- **Short exercise**: Rewrite all of the material below, replacing "job ticket" with "work order" each time it appears and leaving everything else the same.

---------------

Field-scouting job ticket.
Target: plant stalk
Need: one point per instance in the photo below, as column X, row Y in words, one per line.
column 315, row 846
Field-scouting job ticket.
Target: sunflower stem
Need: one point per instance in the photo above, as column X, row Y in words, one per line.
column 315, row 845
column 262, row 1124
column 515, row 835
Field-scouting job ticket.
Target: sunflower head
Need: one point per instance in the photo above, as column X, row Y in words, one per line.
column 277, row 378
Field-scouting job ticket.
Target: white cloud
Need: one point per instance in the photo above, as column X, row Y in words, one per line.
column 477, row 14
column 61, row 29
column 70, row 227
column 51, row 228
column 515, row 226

---------------

- **Solution**:
Field-scouting work order.
Target: plant stalk
Need: one point per instance in the photo below, as column X, row Y in words, one per line.
column 315, row 846
Field-scouting work order.
Target: sunflower stem
Need: one point per instance in the photo above, as column X, row Y in words, one per line.
column 315, row 845
column 262, row 1124
column 515, row 835
Field-scouting work order.
Target: sunflower head
Need: one point per instance in the photo above, as column X, row Y in words, one per line.
column 277, row 378
Field-scouting work order.
Target: white cloud
Need: one point per instance in the photo above, as column X, row Y in words, one per line.
column 477, row 14
column 61, row 29
column 70, row 227
column 51, row 228
column 515, row 226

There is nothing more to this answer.